--- About this exercise ---
The full set of entries, reproduced exactly, is the expected answer.

*** Block opens ***

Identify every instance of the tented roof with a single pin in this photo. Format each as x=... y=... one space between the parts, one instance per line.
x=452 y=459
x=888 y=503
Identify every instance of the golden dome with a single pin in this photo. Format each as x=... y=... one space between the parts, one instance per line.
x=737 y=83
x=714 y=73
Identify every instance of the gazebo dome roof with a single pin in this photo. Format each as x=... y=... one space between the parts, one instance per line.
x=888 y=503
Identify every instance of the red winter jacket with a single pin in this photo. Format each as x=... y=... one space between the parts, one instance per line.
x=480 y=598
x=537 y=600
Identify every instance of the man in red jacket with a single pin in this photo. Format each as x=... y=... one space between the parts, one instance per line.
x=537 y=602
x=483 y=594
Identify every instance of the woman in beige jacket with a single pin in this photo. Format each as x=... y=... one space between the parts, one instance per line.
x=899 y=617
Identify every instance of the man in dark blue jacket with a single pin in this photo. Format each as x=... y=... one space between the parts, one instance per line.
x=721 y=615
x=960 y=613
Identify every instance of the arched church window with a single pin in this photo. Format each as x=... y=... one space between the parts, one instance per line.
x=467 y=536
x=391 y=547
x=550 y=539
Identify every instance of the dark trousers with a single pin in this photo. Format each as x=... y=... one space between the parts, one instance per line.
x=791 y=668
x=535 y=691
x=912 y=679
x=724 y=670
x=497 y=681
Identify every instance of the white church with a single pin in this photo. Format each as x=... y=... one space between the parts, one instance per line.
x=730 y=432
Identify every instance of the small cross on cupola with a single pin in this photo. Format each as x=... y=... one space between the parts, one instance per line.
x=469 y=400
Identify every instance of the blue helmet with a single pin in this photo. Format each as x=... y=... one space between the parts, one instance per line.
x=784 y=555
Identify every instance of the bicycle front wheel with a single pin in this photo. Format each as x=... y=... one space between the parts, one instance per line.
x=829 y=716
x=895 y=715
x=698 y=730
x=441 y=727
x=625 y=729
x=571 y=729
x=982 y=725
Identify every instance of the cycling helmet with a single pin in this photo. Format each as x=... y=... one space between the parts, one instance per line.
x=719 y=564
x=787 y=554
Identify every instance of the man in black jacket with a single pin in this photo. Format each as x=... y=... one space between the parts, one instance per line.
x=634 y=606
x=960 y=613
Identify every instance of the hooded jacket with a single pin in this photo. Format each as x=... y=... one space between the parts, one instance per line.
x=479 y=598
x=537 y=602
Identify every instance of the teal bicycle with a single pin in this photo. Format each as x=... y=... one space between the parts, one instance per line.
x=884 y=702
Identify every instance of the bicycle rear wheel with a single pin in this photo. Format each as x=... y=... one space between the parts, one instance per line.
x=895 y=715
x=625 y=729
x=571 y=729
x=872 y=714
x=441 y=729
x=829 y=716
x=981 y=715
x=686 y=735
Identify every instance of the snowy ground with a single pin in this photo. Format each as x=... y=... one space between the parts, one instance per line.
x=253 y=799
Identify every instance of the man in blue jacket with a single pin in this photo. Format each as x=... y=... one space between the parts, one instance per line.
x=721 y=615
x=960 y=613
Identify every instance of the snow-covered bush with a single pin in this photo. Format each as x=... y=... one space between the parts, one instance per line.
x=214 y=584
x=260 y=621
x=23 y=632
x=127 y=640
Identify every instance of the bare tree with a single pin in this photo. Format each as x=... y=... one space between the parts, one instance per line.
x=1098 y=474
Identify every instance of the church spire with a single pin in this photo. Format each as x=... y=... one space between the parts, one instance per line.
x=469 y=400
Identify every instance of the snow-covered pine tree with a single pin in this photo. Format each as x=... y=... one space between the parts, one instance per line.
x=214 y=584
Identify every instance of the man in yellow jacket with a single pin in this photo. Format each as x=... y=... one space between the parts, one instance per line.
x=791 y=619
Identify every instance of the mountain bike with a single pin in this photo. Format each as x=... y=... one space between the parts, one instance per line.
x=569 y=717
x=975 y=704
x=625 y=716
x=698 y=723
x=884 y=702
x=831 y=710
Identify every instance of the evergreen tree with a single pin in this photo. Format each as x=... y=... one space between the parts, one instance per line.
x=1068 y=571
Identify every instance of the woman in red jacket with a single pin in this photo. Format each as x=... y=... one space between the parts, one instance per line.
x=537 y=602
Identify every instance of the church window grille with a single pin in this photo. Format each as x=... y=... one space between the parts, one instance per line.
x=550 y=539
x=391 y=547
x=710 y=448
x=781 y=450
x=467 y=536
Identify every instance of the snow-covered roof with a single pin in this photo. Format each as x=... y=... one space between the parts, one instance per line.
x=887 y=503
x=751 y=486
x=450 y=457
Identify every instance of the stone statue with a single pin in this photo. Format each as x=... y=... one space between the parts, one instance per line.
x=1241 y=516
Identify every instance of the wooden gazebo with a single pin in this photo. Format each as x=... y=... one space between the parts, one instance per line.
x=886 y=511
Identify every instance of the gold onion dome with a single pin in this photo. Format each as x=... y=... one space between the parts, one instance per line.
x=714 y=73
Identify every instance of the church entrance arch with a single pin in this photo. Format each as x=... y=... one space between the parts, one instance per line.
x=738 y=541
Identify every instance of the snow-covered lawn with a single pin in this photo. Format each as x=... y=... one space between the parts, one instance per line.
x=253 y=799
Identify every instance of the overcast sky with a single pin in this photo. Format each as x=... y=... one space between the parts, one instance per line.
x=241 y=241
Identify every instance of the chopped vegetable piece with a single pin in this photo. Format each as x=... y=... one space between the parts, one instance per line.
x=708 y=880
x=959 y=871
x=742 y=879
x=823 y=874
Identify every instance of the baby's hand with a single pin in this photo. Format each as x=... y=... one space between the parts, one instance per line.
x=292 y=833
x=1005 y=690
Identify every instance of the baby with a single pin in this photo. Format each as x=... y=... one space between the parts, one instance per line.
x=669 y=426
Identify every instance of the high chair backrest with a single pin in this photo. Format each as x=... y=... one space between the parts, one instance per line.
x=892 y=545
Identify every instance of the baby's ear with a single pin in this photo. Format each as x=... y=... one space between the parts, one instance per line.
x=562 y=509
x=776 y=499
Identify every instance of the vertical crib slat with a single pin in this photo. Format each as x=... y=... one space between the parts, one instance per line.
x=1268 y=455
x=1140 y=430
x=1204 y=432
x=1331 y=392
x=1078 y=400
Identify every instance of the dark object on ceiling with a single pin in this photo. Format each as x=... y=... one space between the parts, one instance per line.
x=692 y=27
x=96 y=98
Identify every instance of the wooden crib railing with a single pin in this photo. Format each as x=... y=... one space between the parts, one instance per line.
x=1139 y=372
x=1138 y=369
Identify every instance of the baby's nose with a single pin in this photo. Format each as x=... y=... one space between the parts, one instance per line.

*** Block closes ***

--- Written solution ---
Identify every instance of the tented roof with a single pin in this photo. Format each as x=... y=... one space between the parts, one instance per line.
x=452 y=459
x=888 y=503
Identify every instance of the golden dome with a single pin in this photo. Format each as x=... y=... one space between the parts, one instance per line.
x=737 y=83
x=714 y=73
Identify every instance of the gazebo dome roof with a single pin in this photo. Format each as x=... y=... one space between the parts, one instance per line.
x=888 y=503
Identify every instance of the red winter jacket with a single pin in this photo. Format each as x=... y=... one space between the parts, one instance per line.
x=480 y=598
x=537 y=600
Identify every instance of the man in red jacket with a single pin in this photo. Format each as x=... y=... one space between the parts, one instance per line.
x=537 y=602
x=483 y=594
Identify every instance of the woman in beige jacket with a single pin in this photo. Format each as x=... y=... one space between the parts, one instance per line.
x=899 y=617
Identify every instance of the man in dark blue jacket with a single pin in this photo. Format each as x=... y=... one space between the parts, one instance per line.
x=721 y=615
x=960 y=613
Identify every instance of the arched church window with a single pin in this photo. Format each as x=... y=... one space between the parts, one instance per line.
x=467 y=536
x=391 y=547
x=550 y=539
Identify every instance of the dark trousers with a single pin in this photo. Format each as x=... y=... one space between the parts, one instance per line.
x=791 y=668
x=535 y=691
x=912 y=679
x=724 y=670
x=497 y=681
Identify every instance of the white church with a single pin in this photo. Format each as x=... y=... one space between the parts, one instance per line.
x=730 y=432
Identify every instance of the small cross on cupola with a single pin in this photo. Format each as x=... y=... one space between the parts, one instance per line.
x=469 y=400
Identify every instance of the blue helmet with a single pin in this photo. Format each as x=... y=... one space between the parts, one instance per line.
x=784 y=555
Identify every instance of the bicycle front wheel with a single pin in this photo. Format each as x=... y=... one space between the parts, one instance per line.
x=829 y=716
x=895 y=715
x=698 y=730
x=441 y=727
x=625 y=729
x=571 y=729
x=982 y=725
Identify every instance of the cycling helmet with a single pin in this photo. Format each as x=... y=... one space between the parts, one instance per line.
x=719 y=564
x=787 y=554
Identify every instance of the man in black jacket with a single pin in this photo. Format each as x=... y=... one space between the parts, one instance per line.
x=634 y=606
x=960 y=613
Identify every instance of the hooded jacket with a single pin in this photo. Format each as x=... y=... one space between the parts, one instance per line.
x=479 y=598
x=537 y=602
Identify every instance of the teal bicycle with a single pin in this photo. Format each as x=... y=... one space between the parts, one instance per line.
x=884 y=702
Identify every instance of the bicycle rear wheel with a single pin in this photo. Format each as x=... y=... one space between the parts, one instance per line.
x=895 y=715
x=625 y=729
x=571 y=729
x=872 y=714
x=441 y=729
x=829 y=716
x=981 y=715
x=686 y=735
Identify every instance of the snowy ground with a single pin in this photo. Format each as x=... y=... one space between the parts, one instance per line.
x=253 y=799
Identify every instance of the man in blue jacket with a single pin in this photo. Format each as x=... y=... one space between the parts, one instance per line.
x=721 y=615
x=960 y=613
Identify every instance of the snow-covered bush with a single pin in this photo. Format each as x=... y=... one space between the parts, one instance per line.
x=214 y=584
x=260 y=621
x=23 y=632
x=127 y=640
Identify every instance of the bare tree with a single pin in this photo. Format each as x=... y=... one space between the parts, one instance per line.
x=1098 y=474
Identify every instance of the church spire with a single pin in this photo. Format each as x=... y=... one space between the parts, one instance per line.
x=469 y=400
Identify every instance of the snow-covered pine tree with a single pin in this photo. Format each as x=... y=... one space between the parts, one instance per line.
x=214 y=584
Identify every instance of the man in yellow jacket with a single pin in this photo. Format each as x=... y=... one space between the parts, one instance per line.
x=791 y=619
Identify every instance of the mountain bike with a single pin in this photo. Format each as x=... y=... one space between the parts, one instance per line.
x=569 y=717
x=975 y=704
x=625 y=716
x=698 y=723
x=884 y=702
x=831 y=710
Identify every instance of the evergreen tree with a single pin in this photo. Format each as x=... y=... one space between the parts, one instance per line.
x=1068 y=571
Identify every instance of the woman in red jacket with a single pin in this photo. Format each as x=... y=... one space between the parts, one instance per line.
x=537 y=602
Identify every instance of the church window grille with a single pin in this photo. Format each as x=... y=... one space between the parts, one instance per line.
x=550 y=539
x=391 y=547
x=710 y=448
x=781 y=450
x=467 y=536
Identify every instance of the snow-covered roof with a single pin in this photo. Format each as x=... y=... one space between the parts, one instance per line.
x=887 y=503
x=751 y=486
x=450 y=457
Identify every instance of the stone statue with a single pin in this photo. Format each as x=... y=... one space between the parts, one instance per line.
x=1241 y=516
Identify every instance of the wooden gazebo with a single pin in this photo. Format each as x=... y=... one space between the parts, one instance per line.
x=886 y=511
Identify every instance of the gold onion dome with a single pin in this photo. Format each as x=... y=... one space between the parts, one instance per line.
x=714 y=73
Identify every instance of the church entrance arch with a single pin in this photo. Format each as x=... y=... one space between the parts, one instance per line.
x=738 y=541
Identify every instance of the snow-covered lawn with a single pin in this photo. Format each as x=... y=... one space between the parts, one instance per line.
x=253 y=799
Identify every instance of the overcast sky with a single pin in this photo. Format each as x=... y=... one space between the parts, one instance per line.
x=241 y=241
Identify every instance of the chopped vegetable piece with a single pin in this photo. Format each as x=... y=... one space between the parts, one instance per line.
x=708 y=880
x=959 y=871
x=742 y=879
x=823 y=874
Identify every instance of the baby's hand with a single pin in this photo. Format each as x=... y=... one space between the parts, one instance per line.
x=292 y=833
x=1005 y=690
Identify every instance of the baby with a single pin in this photo. Format each as x=... y=... one space between the parts, one instance per line.
x=669 y=426
Identify every instance of the high chair backrest with a single pin in this photo. Format each as x=... y=... one space between the parts, one instance per line.
x=892 y=545
Identify every instance of the baby's ear with a single pin in this photo. Format each as x=... y=... one space between the parts, one instance per line.
x=562 y=509
x=776 y=499
Identify every instance of the vertical crib slat with a single pin in this photo. Format each as x=... y=... one space between the parts, one instance per line.
x=1268 y=455
x=1140 y=430
x=1204 y=432
x=1331 y=392
x=1078 y=400
Identify every instance of the dark object on ceiling with a single pin in this photo. Format each as x=... y=... one space between the parts, one instance per line.
x=692 y=27
x=96 y=98
Identify every instance of the wooden crib railing with a single pin in this photo. Format each as x=... y=... one space between the parts, one instance per line.
x=1139 y=372
x=1138 y=369
Identify every instance of the baby's nose with a single pin in this photo. Format each as x=... y=... one space between the parts, one instance per line.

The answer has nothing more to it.